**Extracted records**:
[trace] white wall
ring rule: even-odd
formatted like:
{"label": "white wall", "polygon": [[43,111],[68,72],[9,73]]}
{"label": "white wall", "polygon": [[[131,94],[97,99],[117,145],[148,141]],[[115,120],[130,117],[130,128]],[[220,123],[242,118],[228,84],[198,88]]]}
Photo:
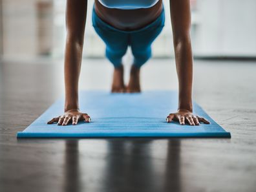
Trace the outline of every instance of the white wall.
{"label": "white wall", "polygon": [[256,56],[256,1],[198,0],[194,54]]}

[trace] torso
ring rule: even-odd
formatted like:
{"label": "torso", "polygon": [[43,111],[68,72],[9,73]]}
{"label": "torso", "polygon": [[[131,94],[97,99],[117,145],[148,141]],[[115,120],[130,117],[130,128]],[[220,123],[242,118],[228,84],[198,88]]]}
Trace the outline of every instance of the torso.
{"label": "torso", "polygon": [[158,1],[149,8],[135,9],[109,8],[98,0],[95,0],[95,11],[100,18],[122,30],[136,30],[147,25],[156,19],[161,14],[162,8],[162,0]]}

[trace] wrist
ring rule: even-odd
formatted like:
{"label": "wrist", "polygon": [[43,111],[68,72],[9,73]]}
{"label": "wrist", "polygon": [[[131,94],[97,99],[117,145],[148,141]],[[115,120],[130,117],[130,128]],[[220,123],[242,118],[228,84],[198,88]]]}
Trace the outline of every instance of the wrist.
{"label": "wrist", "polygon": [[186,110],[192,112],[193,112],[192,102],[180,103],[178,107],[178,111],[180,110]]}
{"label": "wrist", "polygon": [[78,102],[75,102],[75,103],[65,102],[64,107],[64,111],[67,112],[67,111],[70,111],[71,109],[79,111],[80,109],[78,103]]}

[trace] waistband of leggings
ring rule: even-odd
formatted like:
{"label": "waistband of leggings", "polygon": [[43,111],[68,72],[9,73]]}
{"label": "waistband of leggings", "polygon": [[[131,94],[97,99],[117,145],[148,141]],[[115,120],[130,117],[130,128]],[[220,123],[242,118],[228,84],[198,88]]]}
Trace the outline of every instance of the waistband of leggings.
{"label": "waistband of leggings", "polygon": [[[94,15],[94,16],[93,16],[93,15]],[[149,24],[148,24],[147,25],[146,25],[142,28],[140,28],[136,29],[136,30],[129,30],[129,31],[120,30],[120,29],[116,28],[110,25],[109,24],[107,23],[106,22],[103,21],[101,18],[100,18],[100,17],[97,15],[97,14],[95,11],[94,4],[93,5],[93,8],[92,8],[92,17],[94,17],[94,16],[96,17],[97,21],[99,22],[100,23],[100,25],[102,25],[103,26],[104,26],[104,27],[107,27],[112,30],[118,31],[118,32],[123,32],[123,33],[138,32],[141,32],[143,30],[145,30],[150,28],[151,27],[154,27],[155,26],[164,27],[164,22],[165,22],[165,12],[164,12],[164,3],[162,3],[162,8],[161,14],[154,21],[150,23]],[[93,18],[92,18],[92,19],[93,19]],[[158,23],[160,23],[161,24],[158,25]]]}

==

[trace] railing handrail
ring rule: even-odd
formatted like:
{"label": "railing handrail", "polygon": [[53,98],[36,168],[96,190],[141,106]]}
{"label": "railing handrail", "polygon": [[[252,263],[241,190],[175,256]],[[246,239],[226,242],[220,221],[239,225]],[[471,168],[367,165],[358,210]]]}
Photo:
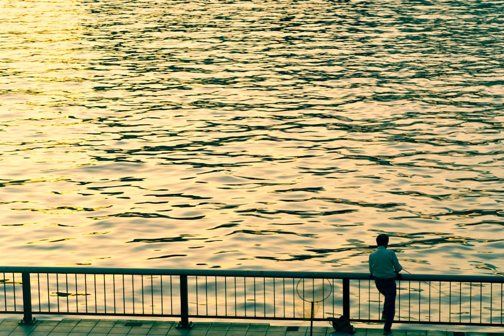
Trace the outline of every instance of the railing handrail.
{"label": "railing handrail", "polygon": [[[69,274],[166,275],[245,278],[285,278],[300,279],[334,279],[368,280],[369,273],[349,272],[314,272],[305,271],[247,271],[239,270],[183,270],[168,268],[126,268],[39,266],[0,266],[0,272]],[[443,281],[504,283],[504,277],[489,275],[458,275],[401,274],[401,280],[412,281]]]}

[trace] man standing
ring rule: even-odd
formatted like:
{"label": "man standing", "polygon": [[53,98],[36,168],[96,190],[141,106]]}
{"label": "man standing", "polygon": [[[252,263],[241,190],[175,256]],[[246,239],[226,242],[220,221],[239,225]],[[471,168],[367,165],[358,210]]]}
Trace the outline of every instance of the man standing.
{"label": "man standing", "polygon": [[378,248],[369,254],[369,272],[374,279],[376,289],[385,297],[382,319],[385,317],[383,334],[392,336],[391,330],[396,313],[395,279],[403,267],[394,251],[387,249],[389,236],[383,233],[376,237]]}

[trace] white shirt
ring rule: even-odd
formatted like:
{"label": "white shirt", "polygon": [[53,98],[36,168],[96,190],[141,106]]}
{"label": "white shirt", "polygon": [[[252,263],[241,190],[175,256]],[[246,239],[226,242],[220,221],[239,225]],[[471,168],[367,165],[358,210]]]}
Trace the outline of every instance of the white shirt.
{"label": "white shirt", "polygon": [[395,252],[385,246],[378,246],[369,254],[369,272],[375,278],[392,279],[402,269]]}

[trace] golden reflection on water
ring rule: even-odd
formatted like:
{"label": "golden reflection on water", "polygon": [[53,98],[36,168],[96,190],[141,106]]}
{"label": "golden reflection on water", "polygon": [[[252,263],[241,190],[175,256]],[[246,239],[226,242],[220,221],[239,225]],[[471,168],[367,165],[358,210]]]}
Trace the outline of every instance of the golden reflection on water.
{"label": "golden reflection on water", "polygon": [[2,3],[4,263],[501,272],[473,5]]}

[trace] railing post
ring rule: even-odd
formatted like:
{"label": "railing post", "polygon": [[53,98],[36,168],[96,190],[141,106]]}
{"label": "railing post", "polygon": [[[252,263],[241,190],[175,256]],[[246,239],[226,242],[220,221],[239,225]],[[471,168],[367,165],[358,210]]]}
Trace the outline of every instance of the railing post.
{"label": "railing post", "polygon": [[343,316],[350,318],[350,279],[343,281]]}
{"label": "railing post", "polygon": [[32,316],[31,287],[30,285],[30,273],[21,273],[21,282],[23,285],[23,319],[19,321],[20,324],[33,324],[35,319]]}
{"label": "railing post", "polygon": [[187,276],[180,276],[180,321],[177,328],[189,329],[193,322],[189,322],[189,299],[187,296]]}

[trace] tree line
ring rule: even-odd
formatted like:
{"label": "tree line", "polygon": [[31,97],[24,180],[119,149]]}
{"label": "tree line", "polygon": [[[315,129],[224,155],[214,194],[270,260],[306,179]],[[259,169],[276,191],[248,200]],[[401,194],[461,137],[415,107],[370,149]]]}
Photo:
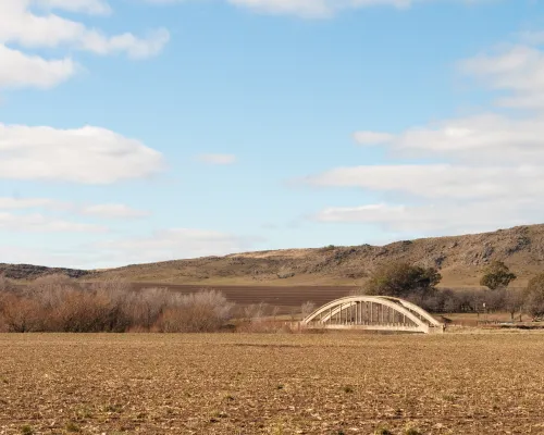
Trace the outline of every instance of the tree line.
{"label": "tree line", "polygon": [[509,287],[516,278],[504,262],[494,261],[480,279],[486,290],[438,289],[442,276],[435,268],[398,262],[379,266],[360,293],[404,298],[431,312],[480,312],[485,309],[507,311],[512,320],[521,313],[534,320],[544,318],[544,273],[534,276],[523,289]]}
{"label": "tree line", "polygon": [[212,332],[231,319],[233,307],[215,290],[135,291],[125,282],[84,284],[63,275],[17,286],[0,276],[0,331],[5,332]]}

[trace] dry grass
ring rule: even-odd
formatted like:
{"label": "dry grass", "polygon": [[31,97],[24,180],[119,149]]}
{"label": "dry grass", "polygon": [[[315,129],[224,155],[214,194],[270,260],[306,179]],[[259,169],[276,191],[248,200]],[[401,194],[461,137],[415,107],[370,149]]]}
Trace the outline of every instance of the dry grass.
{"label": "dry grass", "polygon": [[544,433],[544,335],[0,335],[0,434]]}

* * *

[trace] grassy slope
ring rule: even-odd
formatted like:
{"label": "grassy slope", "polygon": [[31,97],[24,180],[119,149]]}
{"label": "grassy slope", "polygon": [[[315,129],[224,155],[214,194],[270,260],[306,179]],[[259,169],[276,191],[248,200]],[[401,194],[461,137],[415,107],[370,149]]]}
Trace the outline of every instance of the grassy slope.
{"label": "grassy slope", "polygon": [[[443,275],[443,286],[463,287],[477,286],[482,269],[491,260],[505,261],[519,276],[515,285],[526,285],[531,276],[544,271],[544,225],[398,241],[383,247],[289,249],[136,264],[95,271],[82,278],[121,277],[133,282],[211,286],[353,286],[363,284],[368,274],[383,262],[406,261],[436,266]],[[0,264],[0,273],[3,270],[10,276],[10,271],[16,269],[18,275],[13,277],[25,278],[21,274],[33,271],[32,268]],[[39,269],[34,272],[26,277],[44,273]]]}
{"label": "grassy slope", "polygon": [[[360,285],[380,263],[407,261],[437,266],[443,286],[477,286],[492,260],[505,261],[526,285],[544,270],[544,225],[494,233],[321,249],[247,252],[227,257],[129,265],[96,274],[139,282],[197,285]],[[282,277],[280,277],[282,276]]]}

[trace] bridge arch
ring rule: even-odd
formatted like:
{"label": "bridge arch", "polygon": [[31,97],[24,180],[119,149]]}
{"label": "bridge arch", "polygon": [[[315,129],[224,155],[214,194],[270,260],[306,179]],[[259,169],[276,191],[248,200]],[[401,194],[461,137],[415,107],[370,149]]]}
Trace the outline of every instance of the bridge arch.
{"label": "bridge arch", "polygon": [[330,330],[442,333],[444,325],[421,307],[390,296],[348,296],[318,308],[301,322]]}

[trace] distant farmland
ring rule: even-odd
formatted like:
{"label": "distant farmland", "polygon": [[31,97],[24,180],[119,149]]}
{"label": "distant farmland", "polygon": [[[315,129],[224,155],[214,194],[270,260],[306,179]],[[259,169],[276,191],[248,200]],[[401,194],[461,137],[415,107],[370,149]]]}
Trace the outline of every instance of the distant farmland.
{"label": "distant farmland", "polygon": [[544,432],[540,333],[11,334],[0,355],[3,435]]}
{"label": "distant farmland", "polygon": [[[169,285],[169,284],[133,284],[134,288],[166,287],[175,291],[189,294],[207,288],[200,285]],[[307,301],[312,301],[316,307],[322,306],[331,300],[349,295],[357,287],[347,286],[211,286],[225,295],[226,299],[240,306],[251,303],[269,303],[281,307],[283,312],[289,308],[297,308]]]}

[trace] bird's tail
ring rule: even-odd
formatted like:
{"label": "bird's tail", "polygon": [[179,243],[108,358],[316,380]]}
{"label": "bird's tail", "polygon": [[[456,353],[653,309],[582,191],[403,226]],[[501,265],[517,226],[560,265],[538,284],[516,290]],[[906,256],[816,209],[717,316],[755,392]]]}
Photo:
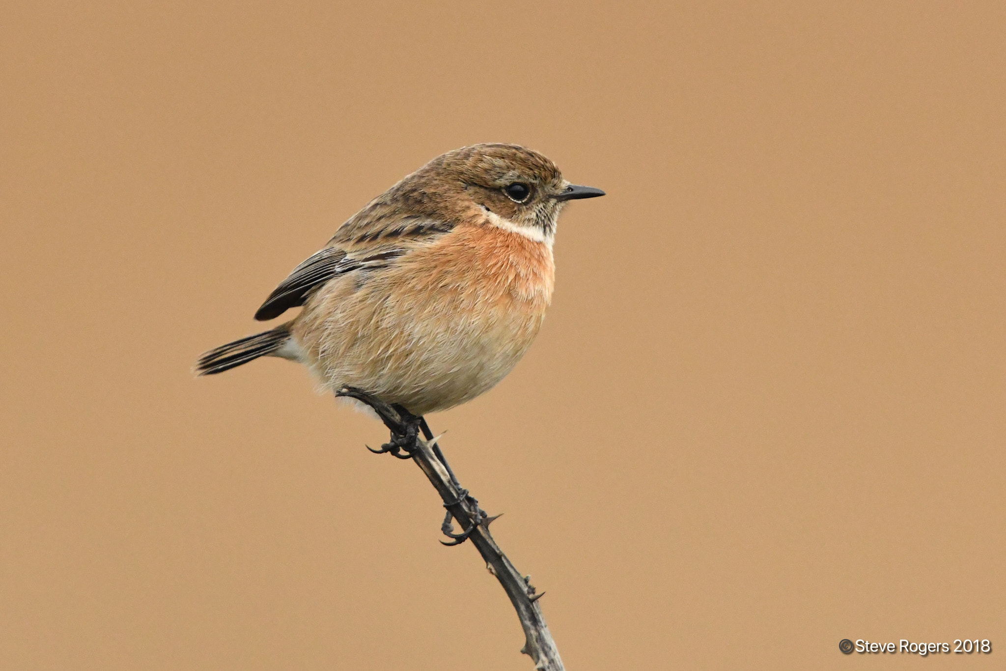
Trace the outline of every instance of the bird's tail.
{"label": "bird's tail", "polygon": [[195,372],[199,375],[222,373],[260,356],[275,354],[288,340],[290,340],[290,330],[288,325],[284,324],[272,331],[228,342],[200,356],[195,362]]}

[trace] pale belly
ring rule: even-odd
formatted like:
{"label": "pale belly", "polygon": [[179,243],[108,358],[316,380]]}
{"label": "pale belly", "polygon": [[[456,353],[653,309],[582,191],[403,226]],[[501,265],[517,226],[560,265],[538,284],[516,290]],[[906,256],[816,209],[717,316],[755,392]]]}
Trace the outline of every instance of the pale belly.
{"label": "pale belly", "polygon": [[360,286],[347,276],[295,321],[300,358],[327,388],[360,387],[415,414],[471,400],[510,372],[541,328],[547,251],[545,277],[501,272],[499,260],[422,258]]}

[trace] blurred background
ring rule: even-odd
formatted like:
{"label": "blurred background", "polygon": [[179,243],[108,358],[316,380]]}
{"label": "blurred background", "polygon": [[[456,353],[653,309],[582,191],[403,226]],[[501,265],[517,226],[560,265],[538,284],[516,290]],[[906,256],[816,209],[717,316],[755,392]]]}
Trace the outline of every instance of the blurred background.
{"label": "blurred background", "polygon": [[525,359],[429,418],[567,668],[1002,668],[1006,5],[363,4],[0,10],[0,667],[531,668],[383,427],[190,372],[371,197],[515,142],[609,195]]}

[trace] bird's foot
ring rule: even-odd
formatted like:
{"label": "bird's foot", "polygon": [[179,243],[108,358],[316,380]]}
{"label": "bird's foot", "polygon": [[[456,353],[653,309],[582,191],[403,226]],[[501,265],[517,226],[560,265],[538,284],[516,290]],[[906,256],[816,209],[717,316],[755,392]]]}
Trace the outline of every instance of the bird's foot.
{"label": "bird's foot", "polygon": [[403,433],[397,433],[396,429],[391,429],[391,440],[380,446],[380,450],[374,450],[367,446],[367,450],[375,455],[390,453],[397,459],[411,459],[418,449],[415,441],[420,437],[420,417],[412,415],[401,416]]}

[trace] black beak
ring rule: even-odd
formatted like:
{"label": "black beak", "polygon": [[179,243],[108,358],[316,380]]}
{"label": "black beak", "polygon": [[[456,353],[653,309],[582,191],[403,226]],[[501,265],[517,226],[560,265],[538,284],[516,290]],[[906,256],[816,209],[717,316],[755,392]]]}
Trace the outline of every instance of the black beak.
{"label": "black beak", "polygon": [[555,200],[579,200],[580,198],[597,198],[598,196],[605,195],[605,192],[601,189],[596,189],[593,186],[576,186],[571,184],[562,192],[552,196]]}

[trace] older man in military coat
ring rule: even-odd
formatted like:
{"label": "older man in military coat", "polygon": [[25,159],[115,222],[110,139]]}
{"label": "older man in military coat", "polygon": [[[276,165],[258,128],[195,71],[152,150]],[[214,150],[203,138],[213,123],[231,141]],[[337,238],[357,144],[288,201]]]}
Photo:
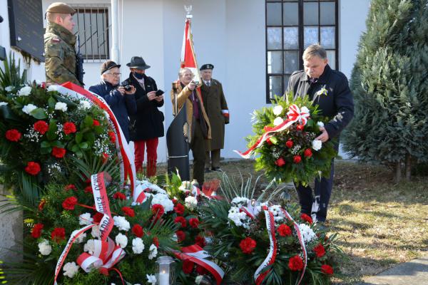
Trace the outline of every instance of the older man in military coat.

**What to work on**:
Rename "ring rule" to "fill rule" in the lines from the one containing "[trace] bird's foot" through the one containing "Trace the outline of every instance of the older", and give those lines again with nothing else changed. Leave the pictures out.

**Answer**:
[trace] bird's foot
fill rule: even-odd
formatted like:
{"label": "bird's foot", "polygon": [[179,243],[108,358],[316,380]]}
{"label": "bird's foot", "polygon": [[[456,353],[653,309],[582,191],[403,226]],[[501,265],[517,226],[560,265],[538,284],[516,290]],[[906,256],[816,209],[717,316],[755,392]]]}
Trace the outline of every instance of the bird's foot.
{"label": "bird's foot", "polygon": [[403,433],[397,433],[396,429],[391,429],[391,440],[380,446],[380,450],[374,450],[367,446],[367,450],[375,455],[390,453],[397,459],[411,459],[418,449],[415,441],[420,437],[420,417],[412,415],[401,416]]}

[trace] black beak
fill rule: even-odd
formatted like:
{"label": "black beak", "polygon": [[179,243],[108,358],[316,380]]}
{"label": "black beak", "polygon": [[[456,353],[653,309],[582,191],[403,226]],[[501,265],[517,226],[560,265],[538,284],[516,290]],[[906,256],[816,209],[717,316],[755,392]]]}
Trace the outline of every instance of the black beak.
{"label": "black beak", "polygon": [[555,200],[579,200],[580,198],[597,198],[598,196],[605,195],[605,192],[601,189],[596,189],[593,186],[576,186],[571,184],[562,192],[552,196]]}

[trace] older man in military coat
fill rule: even-odd
formatted like:
{"label": "older man in military coat", "polygon": [[25,159],[115,222],[110,139]]}
{"label": "older man in military coat", "polygon": [[[276,165],[258,128],[195,71],[152,150]],[[214,150],[203,138],[213,123],[231,141]],[[337,238],[357,144],[288,201]]]}
Photo:
Trace the outline of every instance of the older man in military coat.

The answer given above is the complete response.